Exercise brief. Rewrite everything in the driving-safety passage from "We can only" down to "or five minutes.", replacing "car crash" with "collision".

So here is the gambit: is the cell phone call or text message worth an accident? Is it worth someone’s life? That is a loaded question. I thought about starting this posting with a quiz on each of these issues. But everyone knows the right answers. No sane, reasonable person would say that a text message or phone call was worth the pain an accident, even a minor one, would cause. Then why are so many people street stupid?

We can only hope that they don’t hurt people close to us.

Monday, October 12, 2009

Remembering But Not Surrendering

On the morning of October 14, 2006, my phone rang at 7 in the morning. It was my wife’s aunt, “Was that car crash on your street? It’s on the news.” I had a vague memory of hearing the Doppler sound of a car speeding past my bedroom window in the middle of the night. Soon our phone was ringing every four or five minutes.

An intoxicated graduate of Deerfield High School had sped down our street and hit a tree. He was killed as was the DHS senior sitting behind him. Three other young people survived.

For some in our community, the world changed that day. Unfortunately, it feels like there was a brief period of shock and sadness that passed all too quickly. There is the old truism that says a stoplight doesn’t get put up at an intersection until someone is killed; it cases like these, it takes much more than that.

Recorded information.
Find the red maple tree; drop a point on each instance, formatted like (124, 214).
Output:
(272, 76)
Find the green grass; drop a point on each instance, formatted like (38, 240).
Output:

Written answer.
We can only hope that they don’t hurt people close to us.

Monday, October 12, 2009

Remembering But Not Surrendering

On the morning of October 14, 2006, my phone rang at 7 in the morning. It was my wife’s aunt, “Was that collision on your street? It’s on the news.” I had a vague memory of hearing the Doppler sound of a car speeding past my bedroom window in the middle of the night. Soon our phone was ringing every four or five minutes.